**WHAT NEEDS TO BE DONE**
Look at each line below and tally those holding "Camry"; answer with that figure and nothing else.

**INPUT RECORDS**
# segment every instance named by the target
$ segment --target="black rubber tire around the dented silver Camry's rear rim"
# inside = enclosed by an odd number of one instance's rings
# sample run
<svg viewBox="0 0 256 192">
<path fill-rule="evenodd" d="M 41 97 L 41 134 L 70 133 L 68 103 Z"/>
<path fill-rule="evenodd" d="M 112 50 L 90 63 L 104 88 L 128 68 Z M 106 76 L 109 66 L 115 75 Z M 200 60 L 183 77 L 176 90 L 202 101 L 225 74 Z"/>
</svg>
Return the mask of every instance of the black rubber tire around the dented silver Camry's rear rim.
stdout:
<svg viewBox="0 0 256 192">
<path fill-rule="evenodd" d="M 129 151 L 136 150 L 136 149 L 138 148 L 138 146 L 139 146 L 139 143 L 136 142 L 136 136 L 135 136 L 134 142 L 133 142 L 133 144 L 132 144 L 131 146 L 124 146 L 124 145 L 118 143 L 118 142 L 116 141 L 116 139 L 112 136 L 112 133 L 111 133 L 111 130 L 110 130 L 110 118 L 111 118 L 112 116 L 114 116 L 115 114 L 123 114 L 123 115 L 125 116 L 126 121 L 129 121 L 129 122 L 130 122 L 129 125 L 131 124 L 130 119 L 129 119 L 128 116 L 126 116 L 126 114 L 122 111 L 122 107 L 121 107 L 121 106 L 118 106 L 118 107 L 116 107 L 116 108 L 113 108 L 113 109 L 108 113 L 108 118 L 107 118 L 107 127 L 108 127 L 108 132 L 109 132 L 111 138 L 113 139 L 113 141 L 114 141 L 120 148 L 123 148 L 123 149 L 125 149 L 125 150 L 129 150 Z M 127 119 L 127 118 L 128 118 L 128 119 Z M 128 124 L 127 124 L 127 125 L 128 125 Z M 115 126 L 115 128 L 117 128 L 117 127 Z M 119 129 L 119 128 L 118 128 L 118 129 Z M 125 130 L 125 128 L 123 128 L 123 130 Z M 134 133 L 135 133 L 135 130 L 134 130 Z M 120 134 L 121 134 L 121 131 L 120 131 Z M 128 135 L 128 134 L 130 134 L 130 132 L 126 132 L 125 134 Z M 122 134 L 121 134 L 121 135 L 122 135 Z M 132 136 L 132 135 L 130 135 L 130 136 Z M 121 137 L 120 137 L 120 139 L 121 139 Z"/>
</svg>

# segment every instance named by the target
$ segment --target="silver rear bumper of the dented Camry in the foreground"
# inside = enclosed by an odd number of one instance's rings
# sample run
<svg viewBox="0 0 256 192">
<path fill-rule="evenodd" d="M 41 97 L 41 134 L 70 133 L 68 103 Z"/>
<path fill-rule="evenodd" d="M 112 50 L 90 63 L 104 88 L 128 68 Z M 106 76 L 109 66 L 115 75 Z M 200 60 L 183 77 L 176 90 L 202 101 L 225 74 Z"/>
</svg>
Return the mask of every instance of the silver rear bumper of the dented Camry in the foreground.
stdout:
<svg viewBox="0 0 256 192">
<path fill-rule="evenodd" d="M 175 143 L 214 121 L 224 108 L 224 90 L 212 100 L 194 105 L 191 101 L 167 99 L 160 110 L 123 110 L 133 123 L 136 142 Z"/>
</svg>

**RESPONSE**
4